◆ **Job**
Render the rows below as a JSON list of strings, one string per line, with blank lines and the pictures left out.

◆ **Exercise inputs**
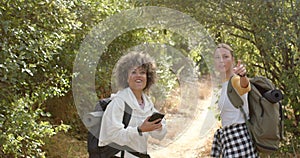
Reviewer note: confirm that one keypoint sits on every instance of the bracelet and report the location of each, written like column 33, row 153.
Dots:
column 140, row 131
column 242, row 75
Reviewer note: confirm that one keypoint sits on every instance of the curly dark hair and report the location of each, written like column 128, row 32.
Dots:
column 135, row 59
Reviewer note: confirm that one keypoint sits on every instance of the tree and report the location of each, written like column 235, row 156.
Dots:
column 265, row 35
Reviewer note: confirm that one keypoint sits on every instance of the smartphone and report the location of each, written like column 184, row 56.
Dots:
column 156, row 116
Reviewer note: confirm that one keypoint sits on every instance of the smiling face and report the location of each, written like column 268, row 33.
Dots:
column 137, row 78
column 223, row 60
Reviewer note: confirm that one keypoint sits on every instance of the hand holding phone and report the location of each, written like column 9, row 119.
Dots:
column 156, row 116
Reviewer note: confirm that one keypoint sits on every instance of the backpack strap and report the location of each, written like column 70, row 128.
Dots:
column 233, row 96
column 237, row 102
column 126, row 119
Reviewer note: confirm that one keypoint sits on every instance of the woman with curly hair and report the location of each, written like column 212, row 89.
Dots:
column 135, row 74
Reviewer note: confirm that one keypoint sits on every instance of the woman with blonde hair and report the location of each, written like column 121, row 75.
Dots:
column 233, row 139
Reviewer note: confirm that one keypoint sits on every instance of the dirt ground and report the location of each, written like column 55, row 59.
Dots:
column 192, row 142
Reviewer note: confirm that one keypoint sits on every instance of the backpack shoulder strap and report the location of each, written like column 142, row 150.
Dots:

◆ **Worked solution**
[
  "Reviewer note: confirm that one keypoint sits on every instance of the bracelet and report the location of each, written like column 33, row 153.",
  "Dots:",
  "column 140, row 131",
  "column 242, row 75",
  "Reviewer note: confirm that one keypoint sits on every instance of the curly dark hair and report the location of each, written like column 128, row 32.",
  "Dots:",
  "column 135, row 59",
  "Reviewer note: confirm that one keypoint sits on every instance of the tree and report the location of each, written like column 235, row 156.",
  "Dots:",
  "column 265, row 35",
  "Reviewer note: confirm that one keypoint sits on every instance of the smartphone and report the location of each, written like column 184, row 56.",
  "Dots:",
  "column 156, row 116",
  "Reviewer note: confirm that one keypoint sits on every instance of the smiling face and report the location of each, written like column 268, row 33.",
  "Dots:",
  "column 137, row 78",
  "column 223, row 60",
  "Reviewer note: confirm that one keypoint sits on every instance of the hand holding phone and report the location of each, written like column 9, row 119.",
  "Dots:",
  "column 156, row 116",
  "Reviewer note: confirm that one keypoint sits on every instance of the backpack strap and report the location of each, written like column 70, row 128.",
  "Dots:",
  "column 233, row 96",
  "column 237, row 102",
  "column 126, row 119",
  "Reviewer note: confirm that one keypoint sits on every instance of the woman with curly hair and report the location of each, written like column 212, row 89.",
  "Dots:",
  "column 135, row 74",
  "Reviewer note: confirm that one keypoint sits on every instance of the woman with blonde hair and report the location of each, written like column 121, row 75.",
  "Dots:",
  "column 233, row 139",
  "Reviewer note: confirm that one keypoint sits on every instance of the dirt ground and report the location of each, written like column 55, row 59.",
  "Dots:",
  "column 192, row 142",
  "Reviewer note: confirm that one keypoint sits on every instance of the backpack shoulder strap and report the location of each, written like column 142, row 150.",
  "Dots:"
]